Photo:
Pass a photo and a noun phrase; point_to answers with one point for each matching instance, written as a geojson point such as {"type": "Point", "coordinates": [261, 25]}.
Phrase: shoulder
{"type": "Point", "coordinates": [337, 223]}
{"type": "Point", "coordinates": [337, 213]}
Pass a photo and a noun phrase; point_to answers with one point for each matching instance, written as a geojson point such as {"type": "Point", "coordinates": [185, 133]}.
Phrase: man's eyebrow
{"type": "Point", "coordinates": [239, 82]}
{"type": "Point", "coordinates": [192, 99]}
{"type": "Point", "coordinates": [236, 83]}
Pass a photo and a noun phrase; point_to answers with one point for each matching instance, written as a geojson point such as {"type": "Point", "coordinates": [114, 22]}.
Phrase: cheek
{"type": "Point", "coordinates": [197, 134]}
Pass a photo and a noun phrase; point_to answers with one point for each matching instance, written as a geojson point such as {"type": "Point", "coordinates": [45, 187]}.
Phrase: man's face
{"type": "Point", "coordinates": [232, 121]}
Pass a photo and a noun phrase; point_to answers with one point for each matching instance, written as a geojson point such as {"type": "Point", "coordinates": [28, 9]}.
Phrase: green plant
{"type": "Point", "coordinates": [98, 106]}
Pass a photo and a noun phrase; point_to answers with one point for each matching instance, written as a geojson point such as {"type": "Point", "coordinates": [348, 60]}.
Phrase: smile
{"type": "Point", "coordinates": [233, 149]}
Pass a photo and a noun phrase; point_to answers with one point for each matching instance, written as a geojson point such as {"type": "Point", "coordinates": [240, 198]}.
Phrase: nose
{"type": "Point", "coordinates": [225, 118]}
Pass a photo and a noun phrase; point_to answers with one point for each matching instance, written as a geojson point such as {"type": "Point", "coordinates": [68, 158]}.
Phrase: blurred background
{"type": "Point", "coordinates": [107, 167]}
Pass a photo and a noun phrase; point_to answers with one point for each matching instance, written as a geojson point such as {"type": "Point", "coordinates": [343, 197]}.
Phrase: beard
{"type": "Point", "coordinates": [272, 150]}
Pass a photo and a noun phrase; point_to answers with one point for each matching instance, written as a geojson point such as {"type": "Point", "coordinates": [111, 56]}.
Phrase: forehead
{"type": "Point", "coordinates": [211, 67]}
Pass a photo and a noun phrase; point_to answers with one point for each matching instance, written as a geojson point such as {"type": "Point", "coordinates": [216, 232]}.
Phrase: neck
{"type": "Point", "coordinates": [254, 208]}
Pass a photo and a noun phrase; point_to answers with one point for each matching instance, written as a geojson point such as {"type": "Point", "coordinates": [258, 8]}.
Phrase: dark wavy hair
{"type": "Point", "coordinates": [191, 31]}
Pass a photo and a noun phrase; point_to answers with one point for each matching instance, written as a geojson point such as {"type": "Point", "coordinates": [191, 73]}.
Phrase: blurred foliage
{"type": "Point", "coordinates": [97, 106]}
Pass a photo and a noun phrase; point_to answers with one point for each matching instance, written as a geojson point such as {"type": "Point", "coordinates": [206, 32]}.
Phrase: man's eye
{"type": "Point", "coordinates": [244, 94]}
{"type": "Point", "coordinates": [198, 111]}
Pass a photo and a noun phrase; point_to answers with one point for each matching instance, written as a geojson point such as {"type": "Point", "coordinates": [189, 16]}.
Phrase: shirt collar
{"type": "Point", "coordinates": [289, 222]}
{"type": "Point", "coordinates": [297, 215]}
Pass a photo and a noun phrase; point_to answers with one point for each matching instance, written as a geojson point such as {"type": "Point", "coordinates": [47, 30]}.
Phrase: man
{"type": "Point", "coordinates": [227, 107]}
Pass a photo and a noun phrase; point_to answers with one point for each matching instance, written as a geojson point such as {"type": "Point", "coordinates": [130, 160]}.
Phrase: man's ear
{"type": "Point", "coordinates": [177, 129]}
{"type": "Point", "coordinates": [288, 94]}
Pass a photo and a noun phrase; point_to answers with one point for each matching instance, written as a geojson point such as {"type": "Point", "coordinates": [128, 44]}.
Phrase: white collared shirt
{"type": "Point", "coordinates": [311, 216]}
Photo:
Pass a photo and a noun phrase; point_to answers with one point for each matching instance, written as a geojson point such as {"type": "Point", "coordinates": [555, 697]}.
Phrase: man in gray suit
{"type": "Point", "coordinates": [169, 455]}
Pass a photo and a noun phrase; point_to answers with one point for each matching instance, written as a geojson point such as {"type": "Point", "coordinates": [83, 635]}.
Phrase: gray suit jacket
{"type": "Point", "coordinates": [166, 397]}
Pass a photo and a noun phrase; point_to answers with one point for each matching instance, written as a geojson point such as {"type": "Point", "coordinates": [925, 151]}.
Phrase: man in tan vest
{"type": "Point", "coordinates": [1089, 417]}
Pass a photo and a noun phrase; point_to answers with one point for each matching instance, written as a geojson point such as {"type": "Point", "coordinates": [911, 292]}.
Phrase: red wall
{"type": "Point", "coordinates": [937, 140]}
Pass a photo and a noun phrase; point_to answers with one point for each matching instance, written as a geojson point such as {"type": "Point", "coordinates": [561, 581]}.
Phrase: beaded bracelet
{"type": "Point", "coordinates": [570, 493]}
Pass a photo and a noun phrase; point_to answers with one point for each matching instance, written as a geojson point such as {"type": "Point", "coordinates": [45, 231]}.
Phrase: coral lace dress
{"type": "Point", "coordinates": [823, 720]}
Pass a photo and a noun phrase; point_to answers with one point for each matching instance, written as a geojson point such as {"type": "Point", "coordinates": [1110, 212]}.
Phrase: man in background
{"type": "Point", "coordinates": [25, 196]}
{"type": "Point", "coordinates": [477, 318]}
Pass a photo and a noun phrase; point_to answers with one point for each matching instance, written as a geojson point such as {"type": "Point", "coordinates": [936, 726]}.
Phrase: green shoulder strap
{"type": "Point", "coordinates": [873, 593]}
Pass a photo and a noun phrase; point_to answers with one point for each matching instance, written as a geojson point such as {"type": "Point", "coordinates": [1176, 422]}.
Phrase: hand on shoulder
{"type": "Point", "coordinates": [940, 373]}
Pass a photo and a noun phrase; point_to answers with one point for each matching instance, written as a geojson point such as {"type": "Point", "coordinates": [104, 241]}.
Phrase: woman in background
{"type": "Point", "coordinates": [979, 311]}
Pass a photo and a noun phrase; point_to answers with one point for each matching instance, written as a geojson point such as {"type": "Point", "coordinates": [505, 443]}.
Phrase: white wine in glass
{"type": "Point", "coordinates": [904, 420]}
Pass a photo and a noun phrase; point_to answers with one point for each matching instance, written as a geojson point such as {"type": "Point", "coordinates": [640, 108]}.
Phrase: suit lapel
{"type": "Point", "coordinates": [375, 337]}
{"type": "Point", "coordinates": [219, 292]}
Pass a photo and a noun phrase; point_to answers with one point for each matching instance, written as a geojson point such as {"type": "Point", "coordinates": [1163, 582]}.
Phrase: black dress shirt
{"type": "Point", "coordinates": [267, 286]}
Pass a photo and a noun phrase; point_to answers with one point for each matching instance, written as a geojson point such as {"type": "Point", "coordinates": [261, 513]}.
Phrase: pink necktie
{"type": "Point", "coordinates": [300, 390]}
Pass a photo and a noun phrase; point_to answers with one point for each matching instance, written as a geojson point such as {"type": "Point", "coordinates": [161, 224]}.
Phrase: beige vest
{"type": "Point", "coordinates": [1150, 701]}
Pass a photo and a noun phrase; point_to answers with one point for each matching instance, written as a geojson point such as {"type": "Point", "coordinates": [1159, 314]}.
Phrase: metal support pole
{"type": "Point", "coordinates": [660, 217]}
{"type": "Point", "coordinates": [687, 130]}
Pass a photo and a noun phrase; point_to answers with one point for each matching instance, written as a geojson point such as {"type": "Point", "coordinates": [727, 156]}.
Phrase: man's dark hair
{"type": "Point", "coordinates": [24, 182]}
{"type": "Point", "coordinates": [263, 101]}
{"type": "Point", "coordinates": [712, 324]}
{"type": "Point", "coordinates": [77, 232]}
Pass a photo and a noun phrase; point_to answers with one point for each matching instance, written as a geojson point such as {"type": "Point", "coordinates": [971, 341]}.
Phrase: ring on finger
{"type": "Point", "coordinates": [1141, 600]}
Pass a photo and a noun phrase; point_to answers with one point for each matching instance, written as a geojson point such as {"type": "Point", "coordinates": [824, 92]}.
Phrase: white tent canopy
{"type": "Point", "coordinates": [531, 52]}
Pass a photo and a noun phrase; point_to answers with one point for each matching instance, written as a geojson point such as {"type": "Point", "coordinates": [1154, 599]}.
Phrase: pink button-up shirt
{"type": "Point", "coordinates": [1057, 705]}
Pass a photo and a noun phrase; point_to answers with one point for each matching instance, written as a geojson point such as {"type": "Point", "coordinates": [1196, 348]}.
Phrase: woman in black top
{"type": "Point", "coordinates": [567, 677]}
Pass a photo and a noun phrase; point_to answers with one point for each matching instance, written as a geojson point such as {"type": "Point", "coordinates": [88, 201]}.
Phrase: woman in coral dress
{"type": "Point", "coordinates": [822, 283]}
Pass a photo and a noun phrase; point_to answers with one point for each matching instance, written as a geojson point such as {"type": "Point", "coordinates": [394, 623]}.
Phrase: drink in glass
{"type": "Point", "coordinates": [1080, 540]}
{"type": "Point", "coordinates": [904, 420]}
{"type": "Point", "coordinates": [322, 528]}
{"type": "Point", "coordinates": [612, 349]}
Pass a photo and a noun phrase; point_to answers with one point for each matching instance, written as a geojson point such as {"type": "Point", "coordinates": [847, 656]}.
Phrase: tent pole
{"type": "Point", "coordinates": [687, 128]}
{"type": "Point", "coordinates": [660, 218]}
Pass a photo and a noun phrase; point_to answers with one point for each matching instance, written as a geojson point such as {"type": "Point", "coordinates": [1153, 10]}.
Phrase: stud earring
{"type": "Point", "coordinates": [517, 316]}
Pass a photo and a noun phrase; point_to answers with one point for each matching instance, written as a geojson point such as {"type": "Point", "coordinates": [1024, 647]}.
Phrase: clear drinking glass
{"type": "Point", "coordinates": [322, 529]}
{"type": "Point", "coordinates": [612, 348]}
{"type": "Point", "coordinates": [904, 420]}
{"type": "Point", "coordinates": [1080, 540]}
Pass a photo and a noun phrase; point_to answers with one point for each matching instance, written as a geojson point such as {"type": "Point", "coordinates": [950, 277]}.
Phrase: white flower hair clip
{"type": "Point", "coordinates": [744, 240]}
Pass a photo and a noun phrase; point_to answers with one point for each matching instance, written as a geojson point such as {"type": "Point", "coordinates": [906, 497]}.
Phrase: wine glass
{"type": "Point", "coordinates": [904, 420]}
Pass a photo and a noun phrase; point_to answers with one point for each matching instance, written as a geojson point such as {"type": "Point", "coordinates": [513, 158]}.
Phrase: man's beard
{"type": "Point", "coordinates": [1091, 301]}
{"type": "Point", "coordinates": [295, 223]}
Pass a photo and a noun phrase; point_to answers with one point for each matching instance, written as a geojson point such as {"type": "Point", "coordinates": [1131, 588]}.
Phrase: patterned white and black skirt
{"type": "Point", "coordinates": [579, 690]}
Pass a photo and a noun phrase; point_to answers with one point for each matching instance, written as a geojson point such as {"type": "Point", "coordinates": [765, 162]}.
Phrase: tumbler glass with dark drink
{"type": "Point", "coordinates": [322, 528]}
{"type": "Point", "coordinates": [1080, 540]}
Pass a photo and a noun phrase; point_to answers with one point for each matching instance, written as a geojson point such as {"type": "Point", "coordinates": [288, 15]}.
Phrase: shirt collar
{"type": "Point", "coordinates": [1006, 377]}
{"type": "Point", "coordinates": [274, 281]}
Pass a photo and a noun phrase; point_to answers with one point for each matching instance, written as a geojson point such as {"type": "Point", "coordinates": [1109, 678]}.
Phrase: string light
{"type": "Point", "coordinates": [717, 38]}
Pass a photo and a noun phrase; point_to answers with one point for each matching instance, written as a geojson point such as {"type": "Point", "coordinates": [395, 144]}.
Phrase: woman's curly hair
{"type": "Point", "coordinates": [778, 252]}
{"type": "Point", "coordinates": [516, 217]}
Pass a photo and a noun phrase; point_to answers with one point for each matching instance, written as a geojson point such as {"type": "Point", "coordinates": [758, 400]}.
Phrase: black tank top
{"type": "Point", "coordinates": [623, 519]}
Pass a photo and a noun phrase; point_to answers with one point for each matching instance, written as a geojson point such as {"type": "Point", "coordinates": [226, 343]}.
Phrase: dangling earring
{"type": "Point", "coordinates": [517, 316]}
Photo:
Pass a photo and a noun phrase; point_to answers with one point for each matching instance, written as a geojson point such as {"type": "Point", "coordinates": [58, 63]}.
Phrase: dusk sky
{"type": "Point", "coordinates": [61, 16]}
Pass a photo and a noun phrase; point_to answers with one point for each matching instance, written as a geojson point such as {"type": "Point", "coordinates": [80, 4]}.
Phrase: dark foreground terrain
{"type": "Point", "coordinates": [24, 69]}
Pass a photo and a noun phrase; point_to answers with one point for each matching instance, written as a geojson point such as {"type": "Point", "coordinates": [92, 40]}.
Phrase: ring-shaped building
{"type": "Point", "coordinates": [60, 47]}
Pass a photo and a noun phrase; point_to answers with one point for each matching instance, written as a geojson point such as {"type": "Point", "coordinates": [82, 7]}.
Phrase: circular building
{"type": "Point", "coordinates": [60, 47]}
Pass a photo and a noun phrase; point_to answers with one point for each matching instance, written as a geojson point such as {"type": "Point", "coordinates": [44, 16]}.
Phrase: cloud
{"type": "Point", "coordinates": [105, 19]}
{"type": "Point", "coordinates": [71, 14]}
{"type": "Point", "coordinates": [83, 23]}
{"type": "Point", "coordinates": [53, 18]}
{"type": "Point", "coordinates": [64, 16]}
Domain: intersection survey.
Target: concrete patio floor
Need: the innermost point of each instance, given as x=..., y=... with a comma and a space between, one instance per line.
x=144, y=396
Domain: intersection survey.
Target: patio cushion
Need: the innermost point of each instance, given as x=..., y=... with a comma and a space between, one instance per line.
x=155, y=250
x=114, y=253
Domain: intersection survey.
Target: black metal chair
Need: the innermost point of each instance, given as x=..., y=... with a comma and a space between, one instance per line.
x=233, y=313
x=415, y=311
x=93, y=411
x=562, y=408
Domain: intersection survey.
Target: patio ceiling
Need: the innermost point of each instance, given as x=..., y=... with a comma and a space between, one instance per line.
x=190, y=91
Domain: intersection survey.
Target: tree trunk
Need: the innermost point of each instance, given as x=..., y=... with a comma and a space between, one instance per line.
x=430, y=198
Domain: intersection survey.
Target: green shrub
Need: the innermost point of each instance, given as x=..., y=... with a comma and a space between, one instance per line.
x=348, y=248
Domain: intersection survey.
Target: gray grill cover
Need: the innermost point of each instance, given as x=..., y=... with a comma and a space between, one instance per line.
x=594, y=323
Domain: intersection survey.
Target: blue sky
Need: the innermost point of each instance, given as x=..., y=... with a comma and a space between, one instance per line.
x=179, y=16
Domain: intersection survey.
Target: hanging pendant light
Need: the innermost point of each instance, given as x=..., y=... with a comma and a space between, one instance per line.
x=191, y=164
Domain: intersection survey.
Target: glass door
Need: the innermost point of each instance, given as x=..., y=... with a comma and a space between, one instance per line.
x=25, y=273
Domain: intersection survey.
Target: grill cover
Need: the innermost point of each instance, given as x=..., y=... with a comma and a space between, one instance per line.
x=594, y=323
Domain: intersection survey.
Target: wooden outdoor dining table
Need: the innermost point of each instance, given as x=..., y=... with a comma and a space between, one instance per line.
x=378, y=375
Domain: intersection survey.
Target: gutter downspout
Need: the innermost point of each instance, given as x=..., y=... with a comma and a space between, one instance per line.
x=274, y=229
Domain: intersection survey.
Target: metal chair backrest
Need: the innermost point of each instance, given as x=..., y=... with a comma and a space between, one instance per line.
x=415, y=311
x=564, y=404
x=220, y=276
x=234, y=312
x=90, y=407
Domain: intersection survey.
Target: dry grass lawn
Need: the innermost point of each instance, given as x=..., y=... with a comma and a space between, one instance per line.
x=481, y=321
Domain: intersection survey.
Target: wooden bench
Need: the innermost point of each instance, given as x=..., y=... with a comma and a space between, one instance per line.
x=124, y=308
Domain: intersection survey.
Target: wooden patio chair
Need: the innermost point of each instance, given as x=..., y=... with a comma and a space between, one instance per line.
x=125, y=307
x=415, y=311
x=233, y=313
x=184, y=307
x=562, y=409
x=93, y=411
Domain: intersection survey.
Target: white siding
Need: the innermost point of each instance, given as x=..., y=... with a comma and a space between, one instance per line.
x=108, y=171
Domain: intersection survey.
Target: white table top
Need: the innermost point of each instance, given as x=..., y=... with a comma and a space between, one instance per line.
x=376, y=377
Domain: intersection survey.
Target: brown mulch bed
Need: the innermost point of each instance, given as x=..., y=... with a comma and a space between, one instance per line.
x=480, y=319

########################################

Above are the records. Copy every line in them holding "patio".

** Exercise output **
Target: concrete patio floor
Target: patio cushion
Target: patio ceiling
Target: wooden patio chair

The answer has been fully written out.